* _WHAT YOU SHOULD DO_:
Even if the data beneath seems repetitive, write it all out again exactly.
─── SUPPLIED RECORDS ───
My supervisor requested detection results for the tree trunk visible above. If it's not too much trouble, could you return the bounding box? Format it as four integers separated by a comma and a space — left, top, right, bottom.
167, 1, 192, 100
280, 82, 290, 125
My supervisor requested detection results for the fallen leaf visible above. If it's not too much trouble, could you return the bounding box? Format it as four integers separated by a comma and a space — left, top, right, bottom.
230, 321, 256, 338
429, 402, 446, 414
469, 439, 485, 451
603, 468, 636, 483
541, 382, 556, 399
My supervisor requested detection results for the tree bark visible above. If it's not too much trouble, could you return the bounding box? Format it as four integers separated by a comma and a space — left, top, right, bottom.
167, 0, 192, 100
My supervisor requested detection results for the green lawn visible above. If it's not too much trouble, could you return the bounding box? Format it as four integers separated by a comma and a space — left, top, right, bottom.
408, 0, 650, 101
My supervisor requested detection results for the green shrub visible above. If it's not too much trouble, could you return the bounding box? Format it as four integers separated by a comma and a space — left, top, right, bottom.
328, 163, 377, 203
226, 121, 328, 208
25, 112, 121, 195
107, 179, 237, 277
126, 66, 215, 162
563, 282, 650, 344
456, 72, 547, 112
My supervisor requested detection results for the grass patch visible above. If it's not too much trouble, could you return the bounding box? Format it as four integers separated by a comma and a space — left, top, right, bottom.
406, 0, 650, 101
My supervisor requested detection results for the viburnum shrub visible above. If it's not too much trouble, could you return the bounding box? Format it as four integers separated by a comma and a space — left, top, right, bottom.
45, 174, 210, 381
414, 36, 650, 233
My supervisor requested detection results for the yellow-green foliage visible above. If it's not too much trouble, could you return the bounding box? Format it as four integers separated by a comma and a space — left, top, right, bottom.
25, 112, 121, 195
───
* _EXERCISE ANSWER_:
My supervisor requested detection results for the tree trunk visible above. If it's not too much trouble, could you return the bounding box? Format it as four integers separated by a comma and a space — left, top, right, bottom.
167, 1, 192, 100
280, 82, 290, 125
My supervisor requested detection results for the fallen leaf visible above. If it's not too much trouble, could you return the bounding box? Format it as four integers separated by a comma and a space — left, top, right, bottom.
230, 321, 256, 338
429, 402, 446, 414
469, 439, 485, 451
603, 468, 636, 483
541, 382, 556, 399
My supervisor requested detection results for the tree bark visible above. If it's not too much trouble, could you return the bounding box? Format it as four integers separated by a comma and a space — left, top, right, bottom.
167, 0, 192, 100
My supervisor requested detection results for the green lawn visible above. If it's not too much trouble, could you return the bounding box? Format it as four integers separated by a comma and a space — left, top, right, bottom.
408, 0, 650, 101
My supervisor requested detection results for the green shrub visible above. If it's not too much trouble, could you return the bounding box? Format it as four integers separated by a comma and a space — left, top, right, bottom.
328, 163, 377, 203
226, 121, 328, 208
25, 112, 121, 195
107, 179, 237, 277
126, 66, 215, 162
563, 282, 650, 344
456, 72, 547, 112
My supervisor requested detection results for the grass patch visible above. If it's not too much trouble, could you return the bounding box? Format it as four integers separated by a comma and a space — left, top, right, bottom.
406, 0, 650, 101
My supervisor requested detection results for the viburnum shrub visible above. If it's not too much trouble, could you return the bounding box? Format it as four integers separated by a comma and a space — left, top, right, bottom.
45, 174, 210, 381
414, 36, 650, 233
My supervisor requested detection results for the yellow-green foliage visible above. If it's not too much trouble, could you return the bounding box? Format it as four integers separated by a comma and a space — left, top, right, bottom.
25, 112, 121, 195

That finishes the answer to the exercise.